_Source_
**********

Zinc Anneal

Zinc Anneal

Zincanneal is forming steel modified by a post galvanizing heat treatment which converts the coating into a zinc/iron alloy. This process gives Zincanneal its smooth grey surface with a complete absence of spangle appearance. The coating which possesses good adherence to the steel base, provides a corrosion-resistant surface produced for painting directly with high quality finishes without any additional surface treatment such as priming except for severe external conditions where etch priming is recommended for optimum performance. Zincanneal steel must be painted for external applications.

Zincanneal is excellent for bending, welding and painting and is the most commonly specified steel used in the manufacture of pressed metal door frames.

Zincanneal Approximate Weight Table


Galvabond Galvabond

Galvabond steel is a general purpose zinc-coated flat sheet. Galvabond is suitable for a broad range of applications demanding a high standard of formability, coating adhesion and resistance to corrosion.

The coating with its characteristic spangled pattern (“spangle” is defined as a glittering surface), has excellent adherence and permits a wide range of forming operations without peeling or flaking.

**********

_Given exercise A_
Reproduce verbatim the lines of the listing, beginning at the line that contains "[Batch spec] Target class: rusted" and stopping after the line that contains "720], [146, 521, 467, 720]]".
_Given exercise B_
Continue the text on zinc-coated steel sheet, starting after its final sentence.

_Entries_

**********

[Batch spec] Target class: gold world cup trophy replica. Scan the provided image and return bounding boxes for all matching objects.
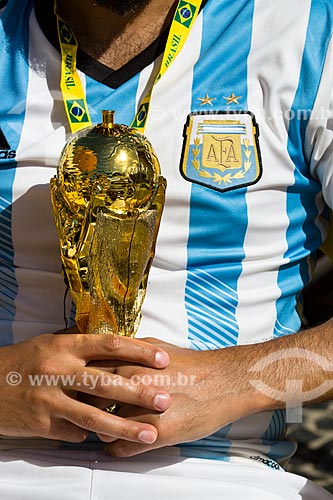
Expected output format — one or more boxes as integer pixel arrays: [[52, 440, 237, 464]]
[[51, 111, 166, 337]]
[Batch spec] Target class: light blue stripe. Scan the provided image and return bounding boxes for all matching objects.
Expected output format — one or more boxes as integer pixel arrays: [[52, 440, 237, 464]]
[[185, 0, 254, 347], [274, 0, 333, 337], [181, 0, 254, 460], [0, 0, 33, 345]]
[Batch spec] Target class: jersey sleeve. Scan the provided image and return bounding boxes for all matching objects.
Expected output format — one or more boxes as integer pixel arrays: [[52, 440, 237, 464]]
[[304, 34, 333, 209]]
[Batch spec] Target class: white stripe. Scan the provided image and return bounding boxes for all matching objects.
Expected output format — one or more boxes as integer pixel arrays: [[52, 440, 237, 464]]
[[138, 15, 202, 345], [236, 0, 311, 343]]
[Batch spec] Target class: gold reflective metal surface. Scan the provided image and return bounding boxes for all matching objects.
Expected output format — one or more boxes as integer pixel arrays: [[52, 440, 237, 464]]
[[51, 111, 166, 336]]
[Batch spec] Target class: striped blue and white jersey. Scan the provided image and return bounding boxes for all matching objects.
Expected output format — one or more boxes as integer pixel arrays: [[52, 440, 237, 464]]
[[0, 0, 333, 461]]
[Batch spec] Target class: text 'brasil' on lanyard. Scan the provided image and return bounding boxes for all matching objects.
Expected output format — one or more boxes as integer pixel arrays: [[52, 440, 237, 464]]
[[54, 0, 202, 133]]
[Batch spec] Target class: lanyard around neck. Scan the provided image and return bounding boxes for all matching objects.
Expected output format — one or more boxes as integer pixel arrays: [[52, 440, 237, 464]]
[[54, 0, 202, 133]]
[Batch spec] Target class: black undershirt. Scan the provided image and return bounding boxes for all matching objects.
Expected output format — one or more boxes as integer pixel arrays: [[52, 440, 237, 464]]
[[35, 0, 207, 89]]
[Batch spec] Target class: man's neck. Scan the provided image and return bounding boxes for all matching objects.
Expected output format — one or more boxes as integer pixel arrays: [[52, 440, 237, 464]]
[[57, 0, 177, 70]]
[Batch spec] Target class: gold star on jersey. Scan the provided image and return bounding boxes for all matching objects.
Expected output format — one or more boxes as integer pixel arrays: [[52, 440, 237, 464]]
[[223, 92, 242, 106], [198, 94, 216, 106]]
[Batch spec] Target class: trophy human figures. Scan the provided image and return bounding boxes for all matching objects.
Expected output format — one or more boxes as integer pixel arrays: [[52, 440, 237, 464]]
[[51, 111, 166, 337]]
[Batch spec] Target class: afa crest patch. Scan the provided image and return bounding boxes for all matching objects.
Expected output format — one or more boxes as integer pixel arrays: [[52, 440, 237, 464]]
[[180, 111, 262, 192]]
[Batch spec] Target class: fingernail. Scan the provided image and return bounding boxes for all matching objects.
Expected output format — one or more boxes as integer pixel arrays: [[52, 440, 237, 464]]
[[155, 351, 169, 367], [138, 431, 156, 444], [154, 394, 170, 411]]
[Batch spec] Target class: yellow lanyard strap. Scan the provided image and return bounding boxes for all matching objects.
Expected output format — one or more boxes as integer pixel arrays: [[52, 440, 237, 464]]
[[54, 0, 202, 133], [54, 1, 92, 132], [131, 0, 202, 133]]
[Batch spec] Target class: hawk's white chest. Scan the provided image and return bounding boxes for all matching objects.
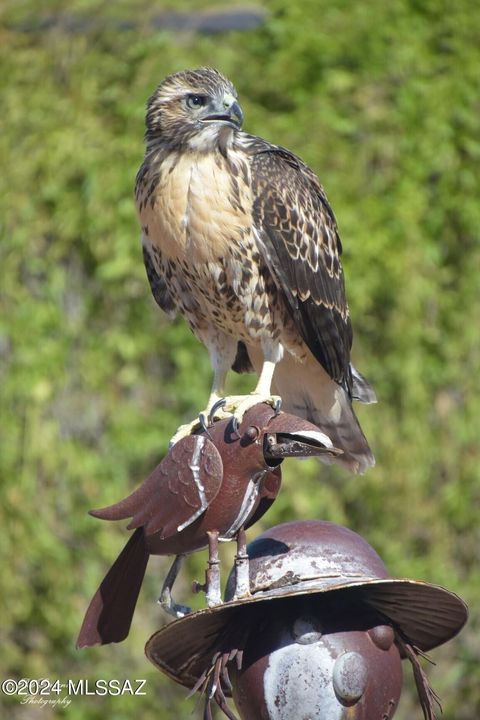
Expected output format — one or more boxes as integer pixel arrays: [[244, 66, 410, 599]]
[[140, 152, 252, 264]]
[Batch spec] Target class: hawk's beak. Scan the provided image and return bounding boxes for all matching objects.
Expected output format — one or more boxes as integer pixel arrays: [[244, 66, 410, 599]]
[[203, 93, 243, 128], [228, 100, 243, 128]]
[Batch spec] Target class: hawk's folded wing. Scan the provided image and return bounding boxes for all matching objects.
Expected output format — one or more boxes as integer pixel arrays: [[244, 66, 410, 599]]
[[251, 146, 352, 393]]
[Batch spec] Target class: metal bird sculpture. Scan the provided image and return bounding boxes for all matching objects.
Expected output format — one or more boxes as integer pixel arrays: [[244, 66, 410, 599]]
[[77, 404, 341, 647]]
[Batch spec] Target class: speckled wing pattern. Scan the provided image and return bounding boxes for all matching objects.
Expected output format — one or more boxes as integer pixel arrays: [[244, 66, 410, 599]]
[[251, 143, 352, 394], [90, 435, 223, 538]]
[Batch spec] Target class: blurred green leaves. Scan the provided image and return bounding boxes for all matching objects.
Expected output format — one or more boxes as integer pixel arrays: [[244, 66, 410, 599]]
[[0, 0, 480, 720]]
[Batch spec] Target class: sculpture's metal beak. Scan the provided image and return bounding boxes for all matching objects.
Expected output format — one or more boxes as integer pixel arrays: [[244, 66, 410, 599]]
[[263, 430, 342, 462]]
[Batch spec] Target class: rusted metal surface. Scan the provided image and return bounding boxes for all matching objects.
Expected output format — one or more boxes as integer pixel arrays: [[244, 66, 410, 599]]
[[78, 404, 339, 647], [229, 598, 402, 720], [146, 521, 467, 720]]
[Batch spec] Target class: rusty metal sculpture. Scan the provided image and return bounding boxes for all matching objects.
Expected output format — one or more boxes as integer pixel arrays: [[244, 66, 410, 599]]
[[77, 404, 340, 647], [146, 521, 467, 720]]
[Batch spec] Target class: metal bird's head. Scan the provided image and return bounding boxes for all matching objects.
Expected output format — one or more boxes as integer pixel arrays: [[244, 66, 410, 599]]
[[146, 68, 243, 149]]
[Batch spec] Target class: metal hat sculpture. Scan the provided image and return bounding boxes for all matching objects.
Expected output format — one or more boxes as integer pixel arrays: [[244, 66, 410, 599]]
[[77, 404, 340, 647], [146, 520, 467, 720]]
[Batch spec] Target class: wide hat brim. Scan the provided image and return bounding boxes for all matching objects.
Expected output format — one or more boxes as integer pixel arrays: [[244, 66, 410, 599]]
[[145, 578, 468, 688]]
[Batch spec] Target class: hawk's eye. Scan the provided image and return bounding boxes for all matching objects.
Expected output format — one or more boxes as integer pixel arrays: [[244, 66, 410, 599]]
[[187, 95, 208, 108]]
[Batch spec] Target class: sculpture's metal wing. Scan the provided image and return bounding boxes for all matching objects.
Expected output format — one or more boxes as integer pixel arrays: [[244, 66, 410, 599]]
[[90, 435, 223, 538]]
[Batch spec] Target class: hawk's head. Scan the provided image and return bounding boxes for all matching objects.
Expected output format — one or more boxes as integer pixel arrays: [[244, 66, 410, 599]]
[[146, 68, 243, 148]]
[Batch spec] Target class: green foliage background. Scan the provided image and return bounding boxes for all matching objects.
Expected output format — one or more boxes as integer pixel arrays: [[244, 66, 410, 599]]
[[0, 0, 480, 720]]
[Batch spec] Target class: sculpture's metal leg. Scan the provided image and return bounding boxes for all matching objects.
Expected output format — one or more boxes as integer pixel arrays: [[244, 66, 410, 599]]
[[192, 530, 222, 607], [234, 527, 250, 600], [205, 530, 222, 607], [158, 555, 192, 618]]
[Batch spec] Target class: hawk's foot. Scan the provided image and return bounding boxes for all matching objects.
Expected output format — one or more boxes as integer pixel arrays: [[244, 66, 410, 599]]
[[168, 417, 202, 448], [168, 398, 232, 448], [223, 392, 282, 431]]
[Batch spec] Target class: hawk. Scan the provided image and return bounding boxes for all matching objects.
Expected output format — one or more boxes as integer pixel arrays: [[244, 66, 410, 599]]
[[135, 68, 375, 473]]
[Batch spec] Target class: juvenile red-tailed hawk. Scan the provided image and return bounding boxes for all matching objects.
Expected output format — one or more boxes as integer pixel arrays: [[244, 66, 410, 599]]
[[135, 68, 375, 472]]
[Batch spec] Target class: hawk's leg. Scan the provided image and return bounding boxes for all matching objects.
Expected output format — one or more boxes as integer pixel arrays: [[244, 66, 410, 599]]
[[223, 360, 282, 428], [158, 555, 192, 618], [170, 335, 237, 447]]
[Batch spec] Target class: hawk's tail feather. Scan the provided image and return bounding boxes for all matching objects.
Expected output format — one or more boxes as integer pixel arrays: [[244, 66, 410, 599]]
[[77, 528, 149, 648], [350, 365, 377, 405], [258, 353, 375, 473]]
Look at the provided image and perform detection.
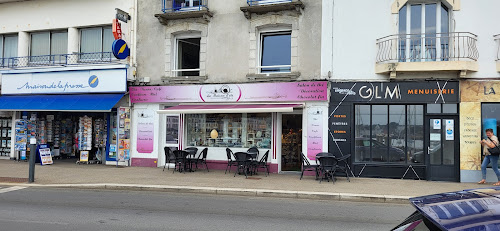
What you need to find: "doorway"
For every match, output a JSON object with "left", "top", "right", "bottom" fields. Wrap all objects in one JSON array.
[
  {"left": 426, "top": 116, "right": 459, "bottom": 181},
  {"left": 281, "top": 114, "right": 302, "bottom": 171}
]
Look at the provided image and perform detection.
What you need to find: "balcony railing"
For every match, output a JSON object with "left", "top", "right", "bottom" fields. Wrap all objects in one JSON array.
[
  {"left": 376, "top": 32, "right": 479, "bottom": 63},
  {"left": 493, "top": 34, "right": 500, "bottom": 61},
  {"left": 0, "top": 52, "right": 118, "bottom": 68},
  {"left": 162, "top": 0, "right": 208, "bottom": 13},
  {"left": 247, "top": 0, "right": 292, "bottom": 6}
]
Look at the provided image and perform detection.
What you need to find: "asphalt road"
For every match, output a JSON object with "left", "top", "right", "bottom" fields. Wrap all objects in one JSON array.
[{"left": 0, "top": 185, "right": 413, "bottom": 231}]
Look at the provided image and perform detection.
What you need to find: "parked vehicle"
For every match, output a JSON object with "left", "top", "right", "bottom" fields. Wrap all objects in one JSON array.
[{"left": 392, "top": 187, "right": 500, "bottom": 231}]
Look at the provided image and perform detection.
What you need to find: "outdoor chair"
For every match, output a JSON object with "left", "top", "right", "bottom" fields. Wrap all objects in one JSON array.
[
  {"left": 319, "top": 156, "right": 337, "bottom": 183},
  {"left": 163, "top": 147, "right": 175, "bottom": 171},
  {"left": 252, "top": 150, "right": 269, "bottom": 177},
  {"left": 334, "top": 153, "right": 351, "bottom": 182},
  {"left": 234, "top": 152, "right": 250, "bottom": 178},
  {"left": 224, "top": 148, "right": 237, "bottom": 174},
  {"left": 172, "top": 150, "right": 188, "bottom": 173},
  {"left": 300, "top": 152, "right": 319, "bottom": 180},
  {"left": 194, "top": 148, "right": 210, "bottom": 172}
]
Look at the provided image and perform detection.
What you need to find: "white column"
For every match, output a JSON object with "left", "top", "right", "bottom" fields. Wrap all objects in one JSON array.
[
  {"left": 17, "top": 31, "right": 30, "bottom": 67},
  {"left": 68, "top": 27, "right": 80, "bottom": 64}
]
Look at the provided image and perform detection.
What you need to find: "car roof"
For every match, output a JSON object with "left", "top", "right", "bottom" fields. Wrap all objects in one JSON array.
[{"left": 410, "top": 187, "right": 500, "bottom": 230}]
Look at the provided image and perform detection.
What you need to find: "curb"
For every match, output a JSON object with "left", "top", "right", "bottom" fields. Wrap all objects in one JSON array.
[{"left": 0, "top": 183, "right": 410, "bottom": 204}]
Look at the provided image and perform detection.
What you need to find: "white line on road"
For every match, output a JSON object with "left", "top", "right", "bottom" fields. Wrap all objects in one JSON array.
[{"left": 0, "top": 186, "right": 26, "bottom": 194}]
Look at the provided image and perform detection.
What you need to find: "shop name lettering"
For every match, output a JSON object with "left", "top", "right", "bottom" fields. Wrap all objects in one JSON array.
[
  {"left": 359, "top": 84, "right": 401, "bottom": 99},
  {"left": 17, "top": 81, "right": 89, "bottom": 91}
]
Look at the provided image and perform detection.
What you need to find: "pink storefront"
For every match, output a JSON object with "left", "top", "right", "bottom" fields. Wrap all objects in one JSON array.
[{"left": 129, "top": 81, "right": 329, "bottom": 172}]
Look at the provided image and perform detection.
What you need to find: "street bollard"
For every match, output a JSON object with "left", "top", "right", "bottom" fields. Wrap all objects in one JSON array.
[{"left": 28, "top": 138, "right": 36, "bottom": 183}]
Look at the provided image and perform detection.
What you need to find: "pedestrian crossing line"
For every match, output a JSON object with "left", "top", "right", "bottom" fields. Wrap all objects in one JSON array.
[{"left": 0, "top": 186, "right": 27, "bottom": 194}]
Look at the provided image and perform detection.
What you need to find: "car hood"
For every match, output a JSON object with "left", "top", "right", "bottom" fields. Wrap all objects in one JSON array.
[{"left": 410, "top": 187, "right": 500, "bottom": 230}]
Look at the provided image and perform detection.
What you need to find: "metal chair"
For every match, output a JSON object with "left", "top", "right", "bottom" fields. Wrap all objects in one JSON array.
[
  {"left": 334, "top": 153, "right": 351, "bottom": 182},
  {"left": 163, "top": 147, "right": 175, "bottom": 171},
  {"left": 224, "top": 148, "right": 237, "bottom": 174},
  {"left": 253, "top": 150, "right": 269, "bottom": 177},
  {"left": 319, "top": 156, "right": 337, "bottom": 183},
  {"left": 234, "top": 152, "right": 250, "bottom": 178},
  {"left": 300, "top": 152, "right": 319, "bottom": 180}
]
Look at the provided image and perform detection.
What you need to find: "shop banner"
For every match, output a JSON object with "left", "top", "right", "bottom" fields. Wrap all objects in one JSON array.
[
  {"left": 2, "top": 69, "right": 127, "bottom": 95},
  {"left": 129, "top": 81, "right": 328, "bottom": 103},
  {"left": 137, "top": 110, "right": 155, "bottom": 153},
  {"left": 330, "top": 81, "right": 459, "bottom": 103},
  {"left": 307, "top": 107, "right": 323, "bottom": 160}
]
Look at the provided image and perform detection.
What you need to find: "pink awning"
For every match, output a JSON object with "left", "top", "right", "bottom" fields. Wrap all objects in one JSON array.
[{"left": 158, "top": 104, "right": 303, "bottom": 114}]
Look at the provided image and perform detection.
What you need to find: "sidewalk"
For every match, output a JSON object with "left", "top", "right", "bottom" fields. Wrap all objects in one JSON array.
[{"left": 0, "top": 160, "right": 480, "bottom": 203}]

**********

_Result A_
[Batch spec] Target class: rusted metal surface. Scan the provided image and return bounding boxes for all matching objects.
Expected output format — one or more boxes as integer pixel arrays: [[244, 66, 410, 599]]
[[78, 404, 339, 647], [229, 598, 402, 720], [146, 521, 467, 720]]

_Result B_
Galvabond is excellent for bending, welding and for painted surfaces (with pre treatment).

Glavabond Steel Approximate Weight Table


Stainless Steel Stainless Steel

Stainless Steel is an alloy containing iron, relatively low carbon, a minimum 11% chromium and up to 30% nickel. Stainless steel is used primarily where there is a higher requirement for resistance to tea staining and for aesthetic appeal.

Stainless steel is sometimes called corrosion-resisting steel since the term stainless may suggest non-staining. It does not mean non staining in all environments, but less staining or more resistant to corrosive attack when compared with steels containing under 11% chromium.

The stock stainless steel we carry is No4 finish, a Brushed finish, and 2B, a milled finish. The mill finish is an ideal material which can be etch primed and then painted giving you the durability of stainless steel and a finish to match with your specific colour scheme.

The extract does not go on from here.